## ENTRIES SHOWN
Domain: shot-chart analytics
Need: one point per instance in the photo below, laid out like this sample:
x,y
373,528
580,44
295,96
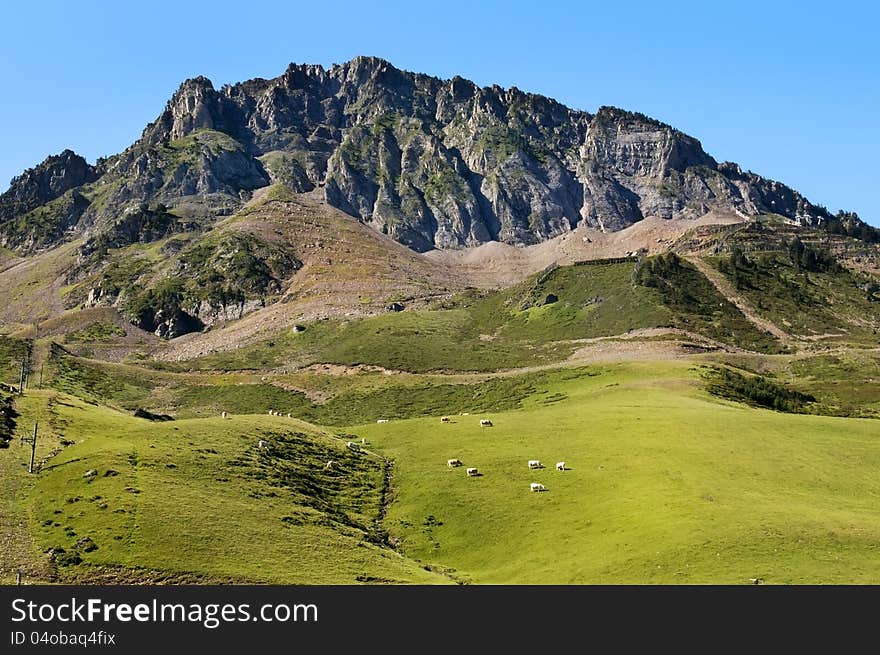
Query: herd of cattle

## WHAT THE EXERCISE ASKS
Without the pictures, repeat all the records word for word.

## EXERCISE ANSWER
Domain: shot-chart analytics
Need: one point per instance in the photo below, laid out like this sample:
x,y
373,528
580,44
295,96
Query: herd of cattle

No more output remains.